Я сказал ему обычное:  как можно обсуждать священников?  Конечно, нельзя не увидеть, что слишком много сейчас в церкви политики, и вспомнил, что как раз в тот же день, когда приехал Виктор Иванович, к нам в епархию приезжал патриарх. Виктор Иванович крестился на пустой купол полуразвалившегося лермонтовского храма и с сожалением говорил:

- Конечно, не мне советовать, но патриарху следовало бы один раз в год приезжать в такие вот глухие места и служить молебны не в блистающих золотом и покрытых ковровыми дорожками храмах, а вот в таких, брошенных…  Может, они скорее бы возродились…

Буквально следом, в сенях одного из домов в Петрищеве, куда мы зашли, нам попалась на глаза «Липецкая газета», с крупным заголовком и цветной фотографией на всю страницу: о визите патриарха в область и вручении губернатору, который заявлял недавно, что «Бунин – белогвардеец и любитель фашизма», что «из-за Пришвина Розанова выгнали из гимназии», очередной высшей церковной награды. И Виктор Иванович не удержался, сфотографировал этот цветной официальный восторг и снова вспомнил о брошенных храмах, к одиночеству которых он относился так же, как к одиночеству людей…

Я очнулся, когда поднявшееся из-за березок солнце, отражаясь от пруда, ослепило  глаза и поплавка за эти светом уже не было видно. Вынул прибившуюся к берегу снасть с пустым крючком. Что ж, пора ехать. Глянул в ведерко, в котором на дне стояли три узкие тени, ожидавшие своей участи, и вылил их с водой обратно в пруд.

По дороге в Елец заезжаем в Петрищево. Лихоносов достал пакет с платком, держит его в руках. У дома Михаила дымит костер, сам он с озабоченным лицом стоит перед горкой рамок для ульев, показывает на них:

- Вот, приготовил про запас рамки для ульев, а  их все насквозь моль проела. Видите, что творится! – он выбирал из рамок жирных личинок моли и бросал их в костер.

ПРЕДОСТАВЛЕННЫЕ СТРОКИ:
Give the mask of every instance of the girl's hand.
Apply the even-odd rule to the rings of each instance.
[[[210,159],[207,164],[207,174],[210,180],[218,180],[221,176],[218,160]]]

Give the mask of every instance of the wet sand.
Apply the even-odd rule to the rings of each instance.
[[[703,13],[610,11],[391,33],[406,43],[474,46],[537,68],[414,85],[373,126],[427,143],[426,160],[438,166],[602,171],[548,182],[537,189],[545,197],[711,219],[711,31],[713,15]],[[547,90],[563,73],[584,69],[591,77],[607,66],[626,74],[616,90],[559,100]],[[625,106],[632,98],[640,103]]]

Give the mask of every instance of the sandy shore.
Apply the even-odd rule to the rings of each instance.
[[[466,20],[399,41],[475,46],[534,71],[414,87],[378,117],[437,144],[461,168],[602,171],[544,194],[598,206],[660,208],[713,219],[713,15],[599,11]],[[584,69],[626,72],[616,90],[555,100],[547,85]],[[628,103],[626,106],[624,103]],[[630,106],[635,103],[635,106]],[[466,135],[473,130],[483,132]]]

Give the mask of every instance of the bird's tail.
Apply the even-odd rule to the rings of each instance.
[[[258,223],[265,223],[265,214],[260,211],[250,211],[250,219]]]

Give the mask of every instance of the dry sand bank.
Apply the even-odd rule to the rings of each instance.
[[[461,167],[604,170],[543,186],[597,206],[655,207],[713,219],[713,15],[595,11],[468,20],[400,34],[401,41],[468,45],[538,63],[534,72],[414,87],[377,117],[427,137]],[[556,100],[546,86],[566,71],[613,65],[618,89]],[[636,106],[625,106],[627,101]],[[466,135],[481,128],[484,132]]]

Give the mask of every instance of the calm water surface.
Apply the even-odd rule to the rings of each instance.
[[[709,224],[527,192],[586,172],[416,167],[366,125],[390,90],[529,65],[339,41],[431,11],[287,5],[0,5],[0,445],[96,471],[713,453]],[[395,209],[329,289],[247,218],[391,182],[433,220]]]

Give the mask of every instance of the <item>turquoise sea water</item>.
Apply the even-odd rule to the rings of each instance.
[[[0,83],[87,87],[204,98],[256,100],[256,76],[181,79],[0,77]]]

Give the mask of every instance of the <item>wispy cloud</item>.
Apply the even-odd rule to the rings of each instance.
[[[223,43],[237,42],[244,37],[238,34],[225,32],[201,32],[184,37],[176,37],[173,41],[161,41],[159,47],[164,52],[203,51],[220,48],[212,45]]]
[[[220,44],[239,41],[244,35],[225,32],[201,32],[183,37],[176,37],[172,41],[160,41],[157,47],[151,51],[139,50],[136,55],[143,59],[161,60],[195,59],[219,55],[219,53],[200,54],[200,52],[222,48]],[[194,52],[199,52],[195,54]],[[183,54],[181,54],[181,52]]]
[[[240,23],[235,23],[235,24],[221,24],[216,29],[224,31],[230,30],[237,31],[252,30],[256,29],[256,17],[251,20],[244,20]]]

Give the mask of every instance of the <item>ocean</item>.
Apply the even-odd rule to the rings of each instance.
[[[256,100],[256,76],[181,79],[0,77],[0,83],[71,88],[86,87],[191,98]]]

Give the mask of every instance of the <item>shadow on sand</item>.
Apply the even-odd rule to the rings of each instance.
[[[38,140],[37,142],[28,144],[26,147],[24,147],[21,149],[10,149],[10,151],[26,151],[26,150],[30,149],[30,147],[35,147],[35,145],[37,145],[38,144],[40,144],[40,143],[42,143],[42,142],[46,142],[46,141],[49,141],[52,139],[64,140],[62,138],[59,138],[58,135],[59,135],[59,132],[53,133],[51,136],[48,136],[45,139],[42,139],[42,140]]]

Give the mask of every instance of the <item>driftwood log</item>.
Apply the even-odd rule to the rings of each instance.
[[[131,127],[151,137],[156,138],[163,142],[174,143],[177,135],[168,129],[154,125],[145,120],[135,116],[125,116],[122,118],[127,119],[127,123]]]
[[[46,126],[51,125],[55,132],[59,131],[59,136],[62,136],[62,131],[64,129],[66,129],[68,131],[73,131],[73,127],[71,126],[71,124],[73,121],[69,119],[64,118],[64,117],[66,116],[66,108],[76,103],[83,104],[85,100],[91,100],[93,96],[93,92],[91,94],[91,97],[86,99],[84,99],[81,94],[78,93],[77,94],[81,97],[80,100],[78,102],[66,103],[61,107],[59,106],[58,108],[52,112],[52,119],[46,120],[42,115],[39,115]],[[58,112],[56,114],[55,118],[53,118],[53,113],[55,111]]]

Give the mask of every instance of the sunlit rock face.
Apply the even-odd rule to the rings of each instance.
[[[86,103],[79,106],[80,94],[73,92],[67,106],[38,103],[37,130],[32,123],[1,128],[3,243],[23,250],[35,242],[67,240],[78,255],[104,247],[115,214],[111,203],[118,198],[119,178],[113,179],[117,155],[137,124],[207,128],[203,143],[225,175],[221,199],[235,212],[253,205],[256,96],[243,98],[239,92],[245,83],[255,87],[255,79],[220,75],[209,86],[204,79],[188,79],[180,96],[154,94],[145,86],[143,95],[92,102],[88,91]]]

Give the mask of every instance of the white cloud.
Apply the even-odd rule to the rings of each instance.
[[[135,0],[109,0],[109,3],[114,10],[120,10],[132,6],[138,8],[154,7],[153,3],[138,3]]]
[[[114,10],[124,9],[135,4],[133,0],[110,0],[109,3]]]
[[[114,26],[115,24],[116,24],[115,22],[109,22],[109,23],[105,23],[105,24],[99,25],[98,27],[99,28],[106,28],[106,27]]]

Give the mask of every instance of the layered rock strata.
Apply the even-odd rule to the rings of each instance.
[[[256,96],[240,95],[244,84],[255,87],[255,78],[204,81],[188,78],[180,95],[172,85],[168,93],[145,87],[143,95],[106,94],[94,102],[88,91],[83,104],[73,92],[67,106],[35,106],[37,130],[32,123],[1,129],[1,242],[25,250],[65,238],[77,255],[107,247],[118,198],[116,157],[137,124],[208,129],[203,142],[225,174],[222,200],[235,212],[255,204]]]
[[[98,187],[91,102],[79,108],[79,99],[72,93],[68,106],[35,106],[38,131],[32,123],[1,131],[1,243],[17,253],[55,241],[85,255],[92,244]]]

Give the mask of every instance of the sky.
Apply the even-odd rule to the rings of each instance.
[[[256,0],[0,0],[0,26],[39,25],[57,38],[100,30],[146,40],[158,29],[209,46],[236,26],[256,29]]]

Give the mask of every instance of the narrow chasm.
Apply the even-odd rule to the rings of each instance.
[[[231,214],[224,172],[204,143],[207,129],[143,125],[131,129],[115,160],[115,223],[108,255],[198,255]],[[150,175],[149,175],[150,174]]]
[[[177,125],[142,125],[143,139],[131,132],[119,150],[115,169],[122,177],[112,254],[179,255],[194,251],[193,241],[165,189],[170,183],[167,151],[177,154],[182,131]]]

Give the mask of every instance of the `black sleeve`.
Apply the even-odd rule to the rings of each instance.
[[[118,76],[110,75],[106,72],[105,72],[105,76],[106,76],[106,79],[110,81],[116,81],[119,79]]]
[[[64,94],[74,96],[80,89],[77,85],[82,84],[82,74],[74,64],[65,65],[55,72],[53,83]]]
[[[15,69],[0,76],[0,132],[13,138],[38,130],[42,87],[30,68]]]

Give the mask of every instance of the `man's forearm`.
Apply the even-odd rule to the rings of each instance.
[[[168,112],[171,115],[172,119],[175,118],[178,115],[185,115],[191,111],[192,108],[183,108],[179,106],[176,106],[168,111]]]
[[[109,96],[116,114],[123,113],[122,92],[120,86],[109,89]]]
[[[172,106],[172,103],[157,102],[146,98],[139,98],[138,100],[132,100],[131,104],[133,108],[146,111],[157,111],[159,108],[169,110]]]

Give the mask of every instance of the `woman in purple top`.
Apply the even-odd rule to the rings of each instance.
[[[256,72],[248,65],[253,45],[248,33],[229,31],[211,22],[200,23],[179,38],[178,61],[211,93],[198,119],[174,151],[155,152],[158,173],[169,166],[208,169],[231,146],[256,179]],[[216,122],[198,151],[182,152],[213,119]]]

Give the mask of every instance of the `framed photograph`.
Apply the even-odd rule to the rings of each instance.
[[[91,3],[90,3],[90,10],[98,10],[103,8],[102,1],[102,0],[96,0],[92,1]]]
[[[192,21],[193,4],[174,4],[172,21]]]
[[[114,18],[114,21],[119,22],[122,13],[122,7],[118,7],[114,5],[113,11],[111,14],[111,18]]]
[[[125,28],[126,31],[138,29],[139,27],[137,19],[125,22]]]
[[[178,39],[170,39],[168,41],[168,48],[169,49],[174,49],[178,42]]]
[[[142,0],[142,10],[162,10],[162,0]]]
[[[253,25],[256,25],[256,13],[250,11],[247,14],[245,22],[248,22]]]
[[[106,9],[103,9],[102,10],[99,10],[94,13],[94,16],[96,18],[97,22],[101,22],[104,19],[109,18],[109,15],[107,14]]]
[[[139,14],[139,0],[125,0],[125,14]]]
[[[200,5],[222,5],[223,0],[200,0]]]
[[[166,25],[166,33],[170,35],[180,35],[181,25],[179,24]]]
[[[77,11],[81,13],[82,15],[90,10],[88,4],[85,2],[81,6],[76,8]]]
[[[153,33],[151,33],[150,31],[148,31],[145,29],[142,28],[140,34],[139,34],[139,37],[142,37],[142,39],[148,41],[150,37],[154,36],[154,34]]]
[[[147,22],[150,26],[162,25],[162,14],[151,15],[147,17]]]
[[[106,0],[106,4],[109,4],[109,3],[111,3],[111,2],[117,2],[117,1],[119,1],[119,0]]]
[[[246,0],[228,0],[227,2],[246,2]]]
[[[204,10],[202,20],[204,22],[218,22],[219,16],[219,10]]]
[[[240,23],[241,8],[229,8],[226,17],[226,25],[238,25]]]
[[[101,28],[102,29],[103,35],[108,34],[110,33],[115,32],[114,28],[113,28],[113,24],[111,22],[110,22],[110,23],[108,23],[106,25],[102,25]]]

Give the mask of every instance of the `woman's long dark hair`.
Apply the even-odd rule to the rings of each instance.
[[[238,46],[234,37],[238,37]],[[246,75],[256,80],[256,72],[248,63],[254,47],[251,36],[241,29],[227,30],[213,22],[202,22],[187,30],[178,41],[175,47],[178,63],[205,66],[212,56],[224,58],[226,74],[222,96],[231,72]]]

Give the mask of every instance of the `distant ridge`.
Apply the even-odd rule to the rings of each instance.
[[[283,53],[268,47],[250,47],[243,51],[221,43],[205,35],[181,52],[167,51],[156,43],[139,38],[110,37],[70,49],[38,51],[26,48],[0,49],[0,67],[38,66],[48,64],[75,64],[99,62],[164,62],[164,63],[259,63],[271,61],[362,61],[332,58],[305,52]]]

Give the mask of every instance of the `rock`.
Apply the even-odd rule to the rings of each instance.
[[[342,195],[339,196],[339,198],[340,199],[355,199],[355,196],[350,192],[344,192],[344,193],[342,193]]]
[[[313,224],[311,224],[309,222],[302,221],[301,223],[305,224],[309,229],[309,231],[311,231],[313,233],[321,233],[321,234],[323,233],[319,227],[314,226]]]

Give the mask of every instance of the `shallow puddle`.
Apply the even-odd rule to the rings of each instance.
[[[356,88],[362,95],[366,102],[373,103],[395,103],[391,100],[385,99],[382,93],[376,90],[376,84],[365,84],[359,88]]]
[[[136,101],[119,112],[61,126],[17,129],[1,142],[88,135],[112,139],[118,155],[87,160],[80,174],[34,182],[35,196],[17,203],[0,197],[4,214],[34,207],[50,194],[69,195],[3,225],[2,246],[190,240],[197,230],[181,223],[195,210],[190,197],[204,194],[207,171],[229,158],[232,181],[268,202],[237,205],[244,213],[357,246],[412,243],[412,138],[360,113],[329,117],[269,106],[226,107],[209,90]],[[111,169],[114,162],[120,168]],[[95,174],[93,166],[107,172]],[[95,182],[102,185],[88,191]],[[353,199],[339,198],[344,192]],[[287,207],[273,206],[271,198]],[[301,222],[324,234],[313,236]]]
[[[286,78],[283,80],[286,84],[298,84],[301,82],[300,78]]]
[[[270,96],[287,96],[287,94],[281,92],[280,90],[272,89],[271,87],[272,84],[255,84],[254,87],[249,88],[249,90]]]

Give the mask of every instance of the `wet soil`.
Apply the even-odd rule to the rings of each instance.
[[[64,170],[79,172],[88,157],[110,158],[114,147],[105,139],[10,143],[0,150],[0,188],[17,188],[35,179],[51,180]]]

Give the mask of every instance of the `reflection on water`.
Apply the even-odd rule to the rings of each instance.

ПОСТАВЛЕННАЯ ЦЕЛЬ 1: Что, согласно отрывку, случилось с рамками для ульев, которые Михаил приготовил про запас?
ПОСТАВЛЕННАЯ ЦЕЛЬ 2: Верните из отрывка весь фрагмент начиная со слов «Я очнулся, когда» и вниз до слов «обратно в пруд.» включительно.
Строки взяты из другого источника, не связанного с отрывком.

ОТВЕТ 1: Их насквозь проела моль.

ОТВЕТ 2:
Я очнулся, когда поднявшееся из-за березок солнце, отражаясь от пруда, ослепило  глаза и поплавка за эти светом уже не было видно. Вынул прибившуюся к берегу снасть с пустым крючком. Что ж, пора ехать. Глянул в ведерко, в котором на дне стояли три узкие тени, ожидавшие своей участи, и вылил их с водой обратно в пруд.